>>>>>

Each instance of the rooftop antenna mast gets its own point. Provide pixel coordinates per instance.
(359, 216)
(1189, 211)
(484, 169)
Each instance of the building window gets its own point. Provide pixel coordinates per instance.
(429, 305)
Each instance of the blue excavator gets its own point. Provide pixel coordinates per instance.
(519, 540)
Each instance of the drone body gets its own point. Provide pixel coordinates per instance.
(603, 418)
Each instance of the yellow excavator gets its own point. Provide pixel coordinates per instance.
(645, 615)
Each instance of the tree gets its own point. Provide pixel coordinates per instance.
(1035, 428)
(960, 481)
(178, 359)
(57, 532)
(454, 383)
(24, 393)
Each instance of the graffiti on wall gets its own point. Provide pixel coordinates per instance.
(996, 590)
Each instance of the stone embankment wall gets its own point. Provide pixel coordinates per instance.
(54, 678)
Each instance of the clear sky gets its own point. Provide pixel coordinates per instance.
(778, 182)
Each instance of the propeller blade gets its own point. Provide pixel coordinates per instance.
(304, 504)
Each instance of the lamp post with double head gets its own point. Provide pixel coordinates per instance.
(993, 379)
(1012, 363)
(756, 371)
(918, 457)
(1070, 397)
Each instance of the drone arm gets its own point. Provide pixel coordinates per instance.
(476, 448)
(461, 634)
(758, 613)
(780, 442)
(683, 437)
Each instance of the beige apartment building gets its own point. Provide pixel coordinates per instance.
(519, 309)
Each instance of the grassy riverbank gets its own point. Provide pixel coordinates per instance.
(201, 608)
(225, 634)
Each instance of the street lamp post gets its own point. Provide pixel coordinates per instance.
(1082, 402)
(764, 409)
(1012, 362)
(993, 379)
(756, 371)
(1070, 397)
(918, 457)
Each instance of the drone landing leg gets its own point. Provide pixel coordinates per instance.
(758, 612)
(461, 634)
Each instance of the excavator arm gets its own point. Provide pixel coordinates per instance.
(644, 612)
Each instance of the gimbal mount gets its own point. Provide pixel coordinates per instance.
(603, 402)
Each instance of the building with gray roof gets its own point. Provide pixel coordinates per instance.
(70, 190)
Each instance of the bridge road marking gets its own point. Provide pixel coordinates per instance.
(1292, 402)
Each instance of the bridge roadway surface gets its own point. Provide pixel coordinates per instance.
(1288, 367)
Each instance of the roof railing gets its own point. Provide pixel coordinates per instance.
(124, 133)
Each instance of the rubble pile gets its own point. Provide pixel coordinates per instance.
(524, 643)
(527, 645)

<<<<<

Word for word, write out each entry shown above.

• _Written response_
Each instance of the rooftop antenna mast gets its own point. Provide pixel coordinates per instance.
(359, 216)
(1189, 211)
(484, 169)
Each instance of the building window gets its own point. Provide pixel coordinates per instance.
(429, 305)
Each instance of the blue excavator gets its own point. Provide pixel coordinates per instance.
(519, 540)
Each instance of the drone body gets its own point. Provide pixel coordinates per instance.
(603, 418)
Each instance of the yellow excavator gets its own point. Provide pixel coordinates per instance.
(645, 615)
Each instance of the tree gets its own point. Provide pixel coordinates per instance.
(1035, 428)
(960, 481)
(178, 359)
(57, 532)
(454, 383)
(24, 393)
Each instance of the graffiti on wall gets its own point. Provide pixel coordinates per instance.
(996, 590)
Each instance of the stone embankment wall gets its own point. Provide pixel coordinates per instance.
(54, 678)
Each instance of the clear sky gets its own point. Provide pixel coordinates per instance.
(778, 182)
Each instance of the propeller blade gets its own point. Provide pixel coordinates per instance.
(304, 504)
Each instance of the lamp post with double head gets its own point. Provide pixel coordinates per instance.
(993, 379)
(1012, 363)
(756, 371)
(918, 457)
(1070, 397)
Each instance of the drone arm gets its own point. Provide pixel coordinates per instance.
(476, 448)
(461, 634)
(758, 613)
(780, 442)
(683, 437)
Each instance of the beige apartment building gets its own point. Provide pixel coordinates per instance.
(519, 309)
Each instance of the grassy riverbank gets its own point. Provide pixel coordinates per instance.
(201, 608)
(225, 634)
Each instance of the street lamp post gets its own point. Provide pixel coordinates per instance.
(1082, 402)
(764, 409)
(1012, 362)
(993, 379)
(756, 371)
(1070, 397)
(918, 457)
Each instance of the drone landing leg gets its own point. Provide pixel coordinates per instance.
(758, 612)
(461, 634)
Each instance of the excavator arm gets its own point. Provide pixel coordinates per instance.
(644, 612)
Each instance of the gimbal mount gets its own point. Provide pixel coordinates per instance.
(603, 402)
Each instance of the building with gray roof gets its own point. Provide pixel coordinates per instance.
(70, 190)
Each instance of the bridge road marking gets its own point. Provide pixel coordinates per instance.
(1292, 402)
Each instance of the bridge roadway surface gets its own point. Provide pixel coordinates per instance.
(1288, 367)
Each instance of the roof railing gets its own point. Provide pixel coordinates per instance.
(124, 133)
Each instance of the rubble pile gets its own point. Provide pixel coordinates per instance.
(524, 643)
(527, 645)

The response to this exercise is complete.